--- start ---
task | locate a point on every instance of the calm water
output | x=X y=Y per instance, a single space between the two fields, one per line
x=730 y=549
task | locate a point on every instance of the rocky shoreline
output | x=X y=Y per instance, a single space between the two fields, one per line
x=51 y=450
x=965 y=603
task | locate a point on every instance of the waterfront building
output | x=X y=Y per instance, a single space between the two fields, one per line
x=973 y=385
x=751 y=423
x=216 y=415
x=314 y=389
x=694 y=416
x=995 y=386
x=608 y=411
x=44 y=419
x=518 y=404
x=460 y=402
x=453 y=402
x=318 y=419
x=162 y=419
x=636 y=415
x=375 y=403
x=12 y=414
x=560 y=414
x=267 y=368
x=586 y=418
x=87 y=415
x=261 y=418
--- end ---
- Set exercise
Rewrite all the records above, putting "mark" wherever "locate" appears and leaving everything else the same.

- Problem solution
task | mark a point on every instance of the calm water
output | x=X y=Y per instance, a single space between the two fields, one per line
x=730 y=549
task | mark a point on every instance of the rocky shoreline
output | x=X y=Y per instance, a single space between the two fields, one per line
x=51 y=450
x=965 y=603
task | mark a point on every instance of the waterfront building
output | x=X y=Y per instance, a single space between the two fields, one per line
x=973 y=385
x=751 y=423
x=216 y=415
x=314 y=389
x=694 y=416
x=995 y=386
x=608 y=411
x=44 y=419
x=518 y=404
x=460 y=402
x=453 y=402
x=318 y=419
x=162 y=419
x=636 y=415
x=375 y=403
x=12 y=414
x=560 y=414
x=267 y=368
x=586 y=418
x=87 y=415
x=261 y=418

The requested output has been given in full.